■ Deine Aufgabe ■
Wie viele politische Gefangene waren laut der Erklärung unten im Hungerstreik?

■ Text ■
Erklärung zum Anschlag auf die Bundesanwaltschaft

RAF Document ID
0019770903_02
Author
RAF
Date
3.9.1977
Source
Originalkopie
Text

alle interpretationen der maschine, mit der wir die bundesanwälte daran hindern wollten, im komfort ihrer büros weiter darüber zu grübeln, wie sie den nächsten mord an einem politischen gefangenen arrangieren, oder die menschenjagd, die schauprozesse, die razzien auf bürger und anwälte, denen wir sympathischer sind, die lügen und die hetze der "offensiven information" zu planen - sind falsch.

es ging nicht um irgendein blutbad - in diesem nest der reaktionären gewalt, das schon in den kommunistenprozessen der fünfziger jahre für faschistische kontinuität auftrat - oder um ein "neues stratagem" oder eine demonstration des "wettrüstens zwischen rivalisierenden guerillas", wie wir lesen mussten.
es ging auch nicht um einen anschlag auf rebmann, obwohl es so aussieht als sei er noch skrupelloser, noch brutaler und ein noch infamerer demagoge als buback.
es ging ganz einfach um eine warnung in der situation, in der über 40 politische gefangene im hungerstreik waren, weil rebmann die zusage, sie in gruppen zu 15 zu konzentrieren, die er als ministerialdirigent im baden-württembergischen justizministerium ausgesprochen hat, als generalbundesanwalt bricht und hintertreibt.

■ Aufgeführte Zeilen ■
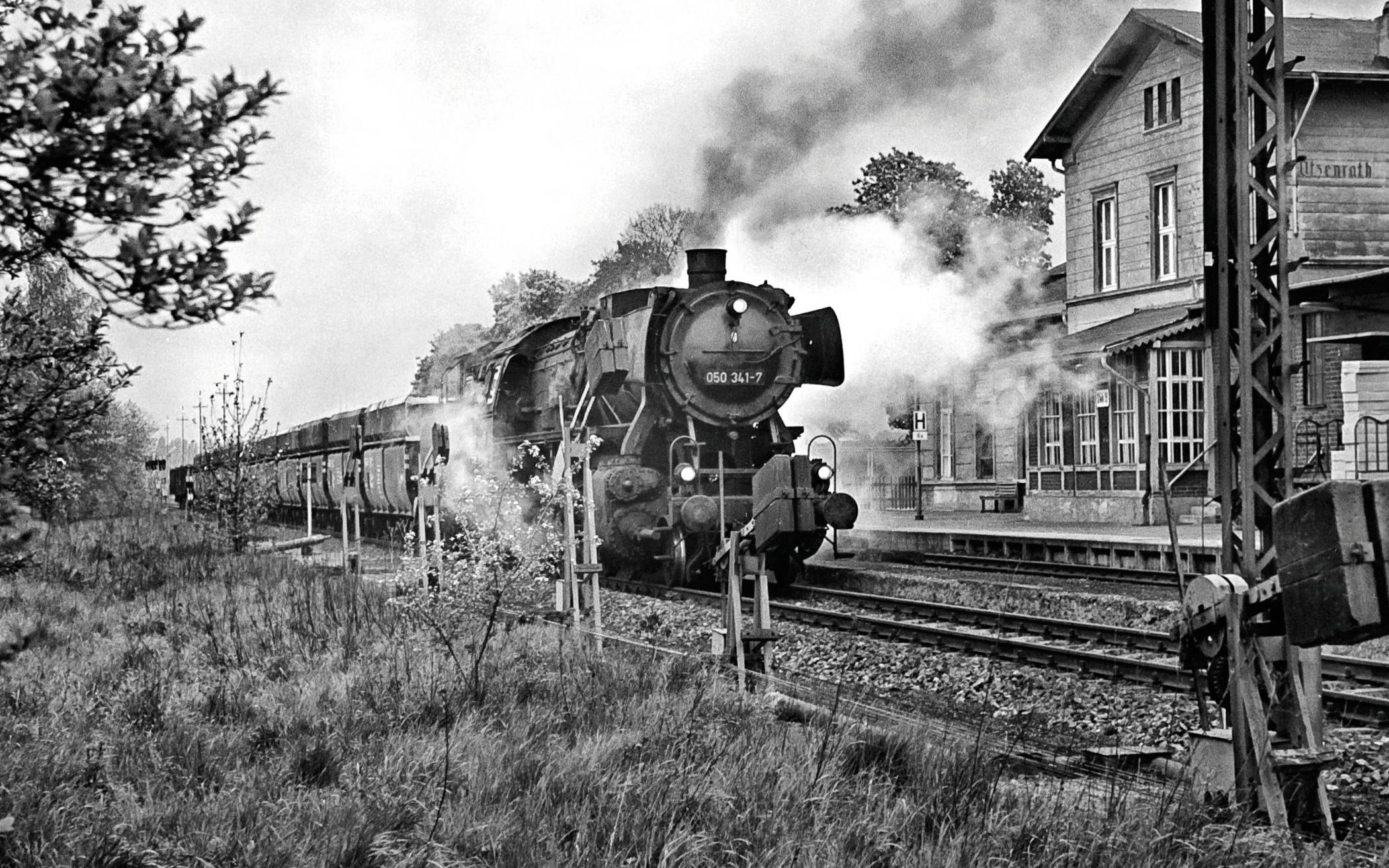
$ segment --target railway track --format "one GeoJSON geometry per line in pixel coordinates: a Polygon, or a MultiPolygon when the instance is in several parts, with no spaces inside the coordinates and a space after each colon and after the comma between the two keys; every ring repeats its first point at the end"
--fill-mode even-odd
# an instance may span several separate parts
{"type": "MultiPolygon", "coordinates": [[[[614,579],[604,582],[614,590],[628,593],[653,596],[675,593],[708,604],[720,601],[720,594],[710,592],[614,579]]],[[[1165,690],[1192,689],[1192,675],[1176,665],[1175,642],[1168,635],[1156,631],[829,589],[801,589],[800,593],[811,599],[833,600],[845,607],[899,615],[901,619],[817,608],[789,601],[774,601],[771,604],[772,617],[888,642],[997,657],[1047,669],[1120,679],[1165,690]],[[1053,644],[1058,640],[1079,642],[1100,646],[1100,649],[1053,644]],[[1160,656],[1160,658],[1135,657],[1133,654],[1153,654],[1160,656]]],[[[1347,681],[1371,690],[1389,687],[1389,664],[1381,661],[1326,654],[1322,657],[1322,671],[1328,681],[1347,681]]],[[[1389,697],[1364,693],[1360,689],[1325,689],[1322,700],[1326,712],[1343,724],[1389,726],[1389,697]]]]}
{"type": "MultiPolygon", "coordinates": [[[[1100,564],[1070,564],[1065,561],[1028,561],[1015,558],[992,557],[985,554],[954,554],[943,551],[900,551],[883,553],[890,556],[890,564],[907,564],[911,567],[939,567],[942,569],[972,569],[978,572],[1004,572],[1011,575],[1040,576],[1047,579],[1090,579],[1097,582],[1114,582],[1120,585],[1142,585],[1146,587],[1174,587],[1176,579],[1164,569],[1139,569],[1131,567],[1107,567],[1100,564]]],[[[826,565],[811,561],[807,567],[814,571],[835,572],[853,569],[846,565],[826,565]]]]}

...

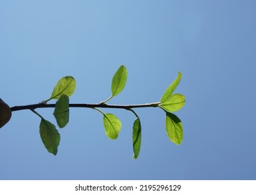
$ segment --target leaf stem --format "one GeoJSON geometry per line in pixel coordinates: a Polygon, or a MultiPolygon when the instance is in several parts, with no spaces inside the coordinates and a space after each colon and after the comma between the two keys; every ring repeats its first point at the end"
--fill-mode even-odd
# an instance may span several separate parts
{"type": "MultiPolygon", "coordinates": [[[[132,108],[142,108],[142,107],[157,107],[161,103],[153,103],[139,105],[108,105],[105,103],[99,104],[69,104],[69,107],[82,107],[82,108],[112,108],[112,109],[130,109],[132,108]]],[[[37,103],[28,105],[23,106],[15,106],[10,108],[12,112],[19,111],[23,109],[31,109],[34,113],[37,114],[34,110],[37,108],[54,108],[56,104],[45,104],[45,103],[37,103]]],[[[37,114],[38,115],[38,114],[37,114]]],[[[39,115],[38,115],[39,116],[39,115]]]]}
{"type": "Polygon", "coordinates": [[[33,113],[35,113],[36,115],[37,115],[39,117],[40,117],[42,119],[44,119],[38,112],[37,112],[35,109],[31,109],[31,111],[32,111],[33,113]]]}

==

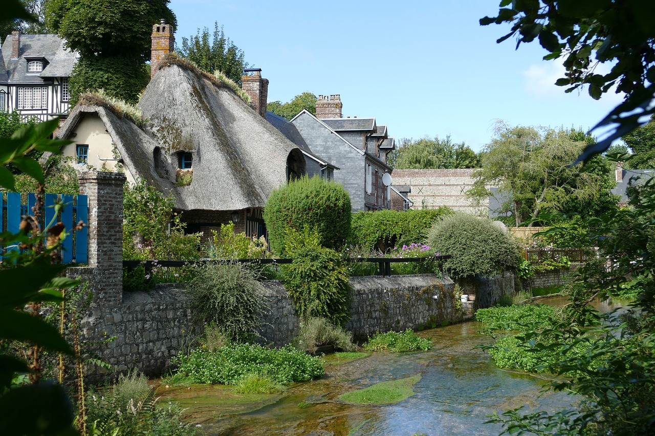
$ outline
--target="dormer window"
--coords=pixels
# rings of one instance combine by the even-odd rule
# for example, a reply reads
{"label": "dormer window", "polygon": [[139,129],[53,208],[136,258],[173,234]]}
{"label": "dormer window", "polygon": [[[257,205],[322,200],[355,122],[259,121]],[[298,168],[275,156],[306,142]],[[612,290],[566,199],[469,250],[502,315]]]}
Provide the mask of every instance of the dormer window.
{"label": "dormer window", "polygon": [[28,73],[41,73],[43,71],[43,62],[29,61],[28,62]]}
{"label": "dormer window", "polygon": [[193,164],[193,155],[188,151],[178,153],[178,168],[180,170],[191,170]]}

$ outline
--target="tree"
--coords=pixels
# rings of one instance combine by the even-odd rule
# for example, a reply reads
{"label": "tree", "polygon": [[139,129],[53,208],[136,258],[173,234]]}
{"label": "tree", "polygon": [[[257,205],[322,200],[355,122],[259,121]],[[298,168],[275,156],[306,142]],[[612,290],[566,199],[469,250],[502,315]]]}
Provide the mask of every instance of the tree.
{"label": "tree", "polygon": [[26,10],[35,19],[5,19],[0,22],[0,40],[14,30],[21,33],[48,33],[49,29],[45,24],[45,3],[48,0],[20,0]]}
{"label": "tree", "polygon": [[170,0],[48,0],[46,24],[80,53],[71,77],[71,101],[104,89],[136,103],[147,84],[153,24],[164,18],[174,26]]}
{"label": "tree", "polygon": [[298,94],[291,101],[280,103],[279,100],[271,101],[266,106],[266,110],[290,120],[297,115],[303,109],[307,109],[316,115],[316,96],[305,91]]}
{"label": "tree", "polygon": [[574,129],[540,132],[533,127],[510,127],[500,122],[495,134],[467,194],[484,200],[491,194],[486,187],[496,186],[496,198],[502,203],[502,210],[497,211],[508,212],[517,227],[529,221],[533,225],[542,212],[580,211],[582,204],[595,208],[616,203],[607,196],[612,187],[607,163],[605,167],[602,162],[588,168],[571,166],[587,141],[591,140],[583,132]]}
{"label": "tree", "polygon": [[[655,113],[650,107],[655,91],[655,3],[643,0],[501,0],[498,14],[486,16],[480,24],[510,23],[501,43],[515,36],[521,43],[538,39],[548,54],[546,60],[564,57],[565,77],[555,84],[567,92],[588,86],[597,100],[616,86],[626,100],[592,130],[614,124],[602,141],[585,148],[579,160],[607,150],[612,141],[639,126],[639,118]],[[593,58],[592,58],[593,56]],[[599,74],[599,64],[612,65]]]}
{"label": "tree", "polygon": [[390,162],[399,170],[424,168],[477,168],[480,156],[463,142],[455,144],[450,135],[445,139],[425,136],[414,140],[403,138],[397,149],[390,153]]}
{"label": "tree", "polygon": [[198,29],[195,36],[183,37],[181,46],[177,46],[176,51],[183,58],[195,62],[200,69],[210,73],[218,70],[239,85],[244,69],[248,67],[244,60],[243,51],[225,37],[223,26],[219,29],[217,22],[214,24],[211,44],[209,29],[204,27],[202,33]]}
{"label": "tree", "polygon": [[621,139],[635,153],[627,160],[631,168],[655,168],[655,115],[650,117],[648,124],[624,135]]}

■ Lösung ■
Über 40 politische Gefangene waren im Hungerstreik.